Find GCD of Two Numbers: Euclidean Algorithm

Difficulty: Medium, Asked-in: Microsoft, SAP Labs

Key takeaways

The Euclidean algorithm is one of the oldest and most widely known algorithms. It is a method of computing the greatest common divisor (GCD) of two integers m and n.
One of the best problems to learn problem-solving using recursion (Decrease and conquer strategy).
It allows computers to do various simple number-theoretic tasks and serves as a foundation for more complicated algorithms in number theory.

Understanding the Problem

Given two non-negative integers m and n, we have to find their greatest common divisor or GCD or HCF. It is the largest number which is a divisor of both m and n.

Some important note

If any one of the integer is 0, then the GCD is the other number. It means, if m = 0, n != 0, then GCD(m, n) = n. Similarly, if m != 0, n = 0, then GCD(m, n) = m.

▶ **EXTRACTED ENTRIES**
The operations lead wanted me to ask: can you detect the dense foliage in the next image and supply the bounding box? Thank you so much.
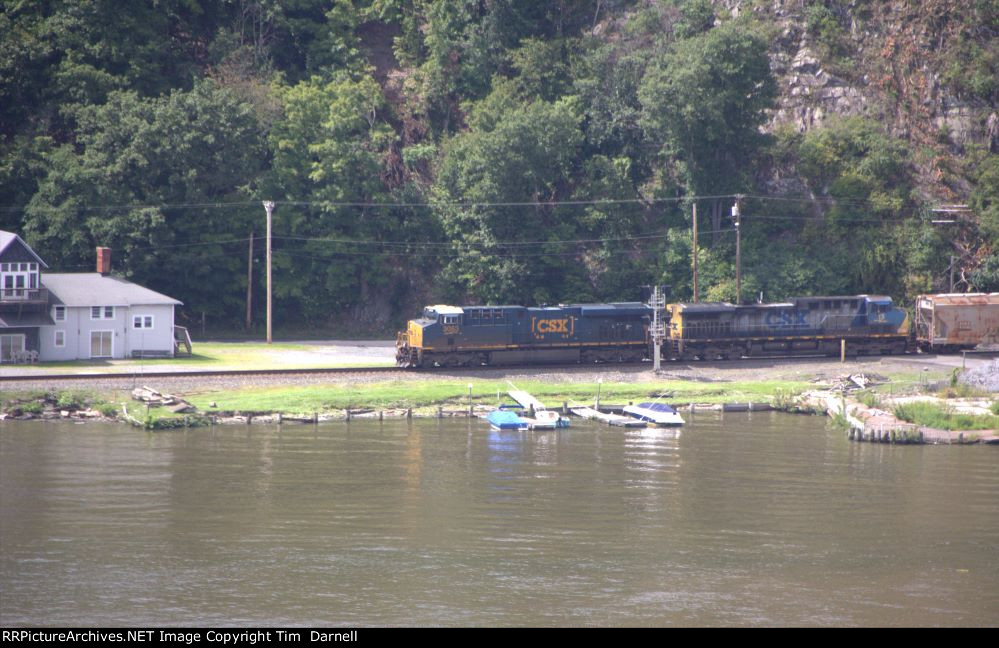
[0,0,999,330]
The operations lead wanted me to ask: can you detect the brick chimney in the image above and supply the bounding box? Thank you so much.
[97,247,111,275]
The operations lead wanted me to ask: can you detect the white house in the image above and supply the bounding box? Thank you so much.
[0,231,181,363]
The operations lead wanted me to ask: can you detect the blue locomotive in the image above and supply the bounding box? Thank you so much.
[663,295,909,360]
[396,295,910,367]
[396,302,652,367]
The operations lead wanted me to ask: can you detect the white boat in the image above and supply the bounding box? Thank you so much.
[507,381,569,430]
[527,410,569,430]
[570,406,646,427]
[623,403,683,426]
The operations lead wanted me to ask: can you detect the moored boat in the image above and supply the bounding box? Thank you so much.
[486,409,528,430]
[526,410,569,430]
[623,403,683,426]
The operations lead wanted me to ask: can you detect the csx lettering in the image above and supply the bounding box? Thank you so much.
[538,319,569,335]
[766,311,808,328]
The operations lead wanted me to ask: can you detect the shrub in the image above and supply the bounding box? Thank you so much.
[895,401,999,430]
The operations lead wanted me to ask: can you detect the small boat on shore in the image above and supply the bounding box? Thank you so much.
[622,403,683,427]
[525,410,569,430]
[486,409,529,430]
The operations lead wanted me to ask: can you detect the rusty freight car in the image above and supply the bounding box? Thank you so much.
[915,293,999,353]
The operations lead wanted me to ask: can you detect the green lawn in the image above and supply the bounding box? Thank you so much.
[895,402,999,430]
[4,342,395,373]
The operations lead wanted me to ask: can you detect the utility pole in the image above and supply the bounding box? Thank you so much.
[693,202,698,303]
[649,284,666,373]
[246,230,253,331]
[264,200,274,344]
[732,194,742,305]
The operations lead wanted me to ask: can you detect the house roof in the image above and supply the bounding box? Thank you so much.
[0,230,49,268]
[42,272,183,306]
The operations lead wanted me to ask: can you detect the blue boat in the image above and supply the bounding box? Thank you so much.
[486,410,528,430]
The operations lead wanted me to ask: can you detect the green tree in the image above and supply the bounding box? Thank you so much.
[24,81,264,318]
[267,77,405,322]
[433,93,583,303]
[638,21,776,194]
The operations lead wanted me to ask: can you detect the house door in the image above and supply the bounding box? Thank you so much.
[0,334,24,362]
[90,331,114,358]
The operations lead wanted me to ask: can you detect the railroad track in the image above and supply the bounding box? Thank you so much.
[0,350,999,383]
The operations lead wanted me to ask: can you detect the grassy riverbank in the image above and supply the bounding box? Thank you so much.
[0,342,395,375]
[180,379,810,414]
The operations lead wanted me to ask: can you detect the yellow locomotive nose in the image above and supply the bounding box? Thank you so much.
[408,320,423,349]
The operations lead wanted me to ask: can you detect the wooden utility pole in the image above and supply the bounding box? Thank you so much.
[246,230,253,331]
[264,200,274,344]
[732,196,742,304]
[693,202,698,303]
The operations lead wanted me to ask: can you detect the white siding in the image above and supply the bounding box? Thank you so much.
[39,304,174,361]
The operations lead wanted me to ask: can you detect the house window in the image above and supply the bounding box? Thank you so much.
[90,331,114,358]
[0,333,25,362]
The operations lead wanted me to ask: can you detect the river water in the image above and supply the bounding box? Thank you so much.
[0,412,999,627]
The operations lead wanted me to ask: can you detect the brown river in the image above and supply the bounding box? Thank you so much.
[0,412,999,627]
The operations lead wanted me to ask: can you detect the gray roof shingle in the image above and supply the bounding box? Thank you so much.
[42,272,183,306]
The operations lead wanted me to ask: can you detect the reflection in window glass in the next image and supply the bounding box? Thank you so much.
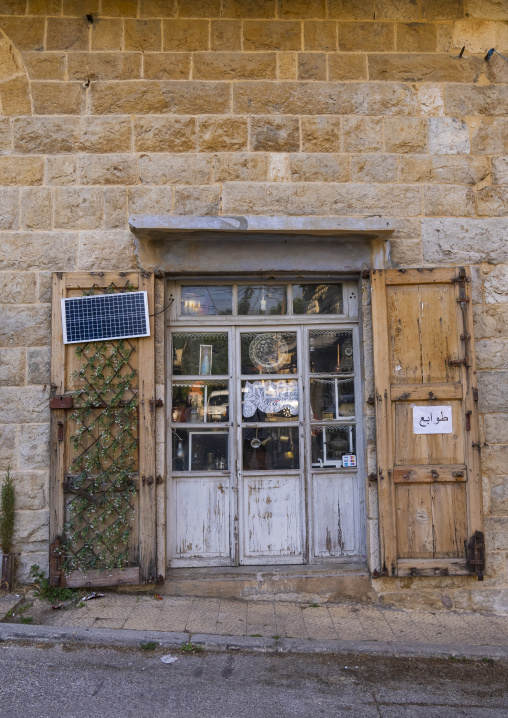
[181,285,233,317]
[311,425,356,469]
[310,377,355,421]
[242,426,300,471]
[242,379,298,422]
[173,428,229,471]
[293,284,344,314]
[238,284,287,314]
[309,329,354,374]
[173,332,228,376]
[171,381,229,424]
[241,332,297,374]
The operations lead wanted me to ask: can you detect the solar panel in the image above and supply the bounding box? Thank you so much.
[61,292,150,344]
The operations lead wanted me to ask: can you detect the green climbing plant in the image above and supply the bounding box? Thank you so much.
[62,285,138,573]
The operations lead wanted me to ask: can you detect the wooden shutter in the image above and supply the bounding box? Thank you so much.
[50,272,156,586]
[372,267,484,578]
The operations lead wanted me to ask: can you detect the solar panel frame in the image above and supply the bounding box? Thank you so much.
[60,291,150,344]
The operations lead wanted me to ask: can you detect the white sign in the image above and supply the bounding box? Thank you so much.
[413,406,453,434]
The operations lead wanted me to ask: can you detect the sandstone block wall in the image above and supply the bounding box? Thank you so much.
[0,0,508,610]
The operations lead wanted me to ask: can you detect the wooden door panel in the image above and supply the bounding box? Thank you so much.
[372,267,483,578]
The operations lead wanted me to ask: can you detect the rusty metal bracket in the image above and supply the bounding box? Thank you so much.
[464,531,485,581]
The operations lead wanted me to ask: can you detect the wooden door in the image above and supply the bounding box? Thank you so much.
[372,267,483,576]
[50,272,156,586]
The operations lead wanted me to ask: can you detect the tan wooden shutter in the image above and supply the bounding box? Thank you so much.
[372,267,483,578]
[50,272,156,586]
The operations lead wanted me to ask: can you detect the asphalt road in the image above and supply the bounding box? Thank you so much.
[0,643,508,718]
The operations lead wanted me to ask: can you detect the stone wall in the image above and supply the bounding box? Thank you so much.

...

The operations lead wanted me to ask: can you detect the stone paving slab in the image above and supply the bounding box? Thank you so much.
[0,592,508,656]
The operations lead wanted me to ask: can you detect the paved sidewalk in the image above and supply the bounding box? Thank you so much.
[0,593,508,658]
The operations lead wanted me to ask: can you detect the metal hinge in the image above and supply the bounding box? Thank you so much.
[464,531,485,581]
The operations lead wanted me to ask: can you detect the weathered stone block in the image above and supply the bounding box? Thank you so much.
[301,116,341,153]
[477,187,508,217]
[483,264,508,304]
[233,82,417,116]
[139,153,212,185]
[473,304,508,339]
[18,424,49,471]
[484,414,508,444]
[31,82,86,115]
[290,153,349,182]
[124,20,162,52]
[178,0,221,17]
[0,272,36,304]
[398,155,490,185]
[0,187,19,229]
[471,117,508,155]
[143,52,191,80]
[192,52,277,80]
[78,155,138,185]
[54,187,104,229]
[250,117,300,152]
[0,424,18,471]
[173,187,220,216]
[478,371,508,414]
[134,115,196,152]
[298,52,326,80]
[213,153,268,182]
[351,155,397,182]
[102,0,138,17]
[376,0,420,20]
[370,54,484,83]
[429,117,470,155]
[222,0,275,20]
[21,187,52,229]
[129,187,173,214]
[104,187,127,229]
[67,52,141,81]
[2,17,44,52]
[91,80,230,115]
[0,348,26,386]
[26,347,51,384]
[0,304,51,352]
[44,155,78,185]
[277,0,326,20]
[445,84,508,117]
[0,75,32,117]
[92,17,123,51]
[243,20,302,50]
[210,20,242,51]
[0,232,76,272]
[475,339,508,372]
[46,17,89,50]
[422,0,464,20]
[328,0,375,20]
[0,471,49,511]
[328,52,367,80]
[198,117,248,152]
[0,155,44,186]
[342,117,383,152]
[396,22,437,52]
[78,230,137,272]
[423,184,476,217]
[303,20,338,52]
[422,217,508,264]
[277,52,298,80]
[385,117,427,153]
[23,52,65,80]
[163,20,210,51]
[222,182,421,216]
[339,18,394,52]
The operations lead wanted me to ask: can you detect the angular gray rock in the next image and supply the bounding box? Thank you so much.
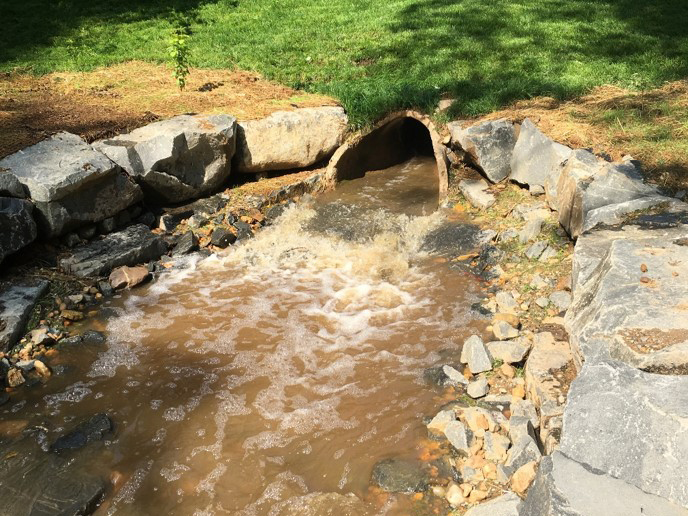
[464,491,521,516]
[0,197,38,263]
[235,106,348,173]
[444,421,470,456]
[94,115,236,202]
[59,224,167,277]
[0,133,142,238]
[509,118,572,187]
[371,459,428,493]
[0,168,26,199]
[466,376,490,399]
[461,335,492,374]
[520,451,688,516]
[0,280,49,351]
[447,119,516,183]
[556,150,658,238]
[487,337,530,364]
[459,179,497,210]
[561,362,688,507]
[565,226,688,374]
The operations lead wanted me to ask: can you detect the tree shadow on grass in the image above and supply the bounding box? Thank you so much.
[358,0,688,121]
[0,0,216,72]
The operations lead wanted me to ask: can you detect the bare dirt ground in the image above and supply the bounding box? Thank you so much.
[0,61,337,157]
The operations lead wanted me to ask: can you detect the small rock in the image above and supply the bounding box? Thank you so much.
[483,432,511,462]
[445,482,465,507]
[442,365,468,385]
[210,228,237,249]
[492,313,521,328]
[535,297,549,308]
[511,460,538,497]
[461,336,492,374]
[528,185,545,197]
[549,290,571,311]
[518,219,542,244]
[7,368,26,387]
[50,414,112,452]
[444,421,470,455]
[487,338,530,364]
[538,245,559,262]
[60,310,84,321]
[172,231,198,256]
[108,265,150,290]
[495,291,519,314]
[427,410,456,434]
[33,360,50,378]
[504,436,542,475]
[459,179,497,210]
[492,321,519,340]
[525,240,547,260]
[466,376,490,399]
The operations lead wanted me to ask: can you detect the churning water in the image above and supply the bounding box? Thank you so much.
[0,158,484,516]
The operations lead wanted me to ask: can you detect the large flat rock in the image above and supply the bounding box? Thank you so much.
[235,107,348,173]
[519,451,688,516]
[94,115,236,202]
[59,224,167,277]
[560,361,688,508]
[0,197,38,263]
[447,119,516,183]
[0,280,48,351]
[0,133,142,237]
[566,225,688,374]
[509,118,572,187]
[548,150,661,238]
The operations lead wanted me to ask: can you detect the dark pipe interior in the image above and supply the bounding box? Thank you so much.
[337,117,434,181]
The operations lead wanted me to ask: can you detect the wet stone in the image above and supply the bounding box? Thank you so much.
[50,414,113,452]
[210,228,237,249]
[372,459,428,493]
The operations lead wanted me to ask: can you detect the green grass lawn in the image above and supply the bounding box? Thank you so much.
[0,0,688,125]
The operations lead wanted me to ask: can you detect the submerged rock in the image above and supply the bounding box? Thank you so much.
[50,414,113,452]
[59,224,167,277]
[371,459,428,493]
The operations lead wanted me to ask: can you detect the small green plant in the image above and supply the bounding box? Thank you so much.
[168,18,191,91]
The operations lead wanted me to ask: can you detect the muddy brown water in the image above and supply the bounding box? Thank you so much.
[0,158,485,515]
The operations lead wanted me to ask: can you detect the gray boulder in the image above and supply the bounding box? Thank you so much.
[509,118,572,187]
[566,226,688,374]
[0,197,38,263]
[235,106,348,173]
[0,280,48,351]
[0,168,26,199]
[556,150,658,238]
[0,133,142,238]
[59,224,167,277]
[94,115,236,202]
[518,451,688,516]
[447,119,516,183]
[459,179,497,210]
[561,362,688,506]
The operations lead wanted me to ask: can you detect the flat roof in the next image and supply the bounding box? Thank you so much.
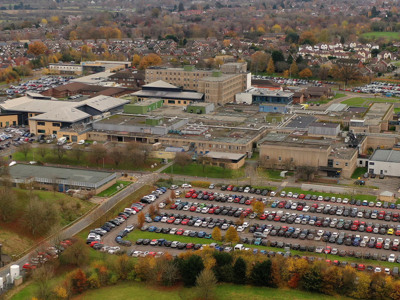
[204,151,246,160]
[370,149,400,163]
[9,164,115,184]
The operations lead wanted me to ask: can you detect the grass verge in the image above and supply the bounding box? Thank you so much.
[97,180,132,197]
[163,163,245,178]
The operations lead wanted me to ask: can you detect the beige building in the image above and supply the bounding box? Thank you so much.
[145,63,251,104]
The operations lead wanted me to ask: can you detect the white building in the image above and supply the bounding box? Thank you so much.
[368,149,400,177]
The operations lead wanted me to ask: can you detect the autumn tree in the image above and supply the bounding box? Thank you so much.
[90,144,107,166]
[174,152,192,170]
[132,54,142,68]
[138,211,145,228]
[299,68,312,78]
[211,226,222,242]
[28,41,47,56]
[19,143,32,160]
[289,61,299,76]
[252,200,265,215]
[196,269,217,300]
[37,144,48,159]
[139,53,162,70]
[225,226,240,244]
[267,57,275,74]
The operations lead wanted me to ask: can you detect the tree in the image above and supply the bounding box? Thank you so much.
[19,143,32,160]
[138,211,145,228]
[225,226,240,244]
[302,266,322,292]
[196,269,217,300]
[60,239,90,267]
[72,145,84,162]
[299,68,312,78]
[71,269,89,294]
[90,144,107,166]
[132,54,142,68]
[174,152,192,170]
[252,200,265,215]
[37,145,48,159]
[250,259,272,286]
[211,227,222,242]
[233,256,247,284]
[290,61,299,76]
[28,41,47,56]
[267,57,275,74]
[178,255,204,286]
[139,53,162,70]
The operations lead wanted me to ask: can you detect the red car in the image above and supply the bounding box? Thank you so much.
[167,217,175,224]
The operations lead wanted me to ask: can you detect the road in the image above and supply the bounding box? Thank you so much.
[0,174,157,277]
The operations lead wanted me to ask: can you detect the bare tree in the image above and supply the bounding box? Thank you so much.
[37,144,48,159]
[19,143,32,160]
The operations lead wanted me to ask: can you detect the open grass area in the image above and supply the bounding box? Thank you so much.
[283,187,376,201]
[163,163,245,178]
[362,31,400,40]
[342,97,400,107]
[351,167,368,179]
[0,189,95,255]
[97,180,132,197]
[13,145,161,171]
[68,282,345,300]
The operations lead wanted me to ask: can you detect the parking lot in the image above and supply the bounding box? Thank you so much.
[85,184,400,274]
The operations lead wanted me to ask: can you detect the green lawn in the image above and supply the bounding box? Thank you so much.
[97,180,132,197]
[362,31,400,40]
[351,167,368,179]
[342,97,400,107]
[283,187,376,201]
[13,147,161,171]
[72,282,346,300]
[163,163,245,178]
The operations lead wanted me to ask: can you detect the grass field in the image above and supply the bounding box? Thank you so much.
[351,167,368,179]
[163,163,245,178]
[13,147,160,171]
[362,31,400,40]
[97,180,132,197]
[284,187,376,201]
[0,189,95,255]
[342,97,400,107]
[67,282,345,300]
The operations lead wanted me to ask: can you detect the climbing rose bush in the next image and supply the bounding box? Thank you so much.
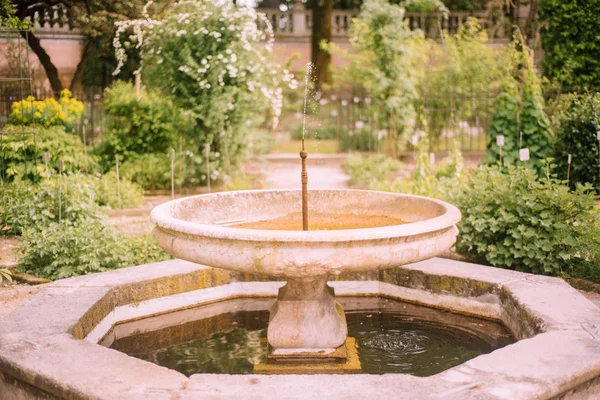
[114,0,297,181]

▶ **TASK DIRECTIONS**
Reproduce word for word the passage of the GCD text that begins with the words containing "Difficulty: Medium, Asked-in: Microsoft, SAP" and ends with "integers m and n.".

▶ **SOLUTION FOR THIS PROBLEM**
Difficulty: Medium, Asked-in: Microsoft, SAP Labs

Key takeaways

The Euclidean algorithm is one of the oldest and most widely known algorithms. It is a method of computing the greatest common divisor (GCD) of two integers m and n.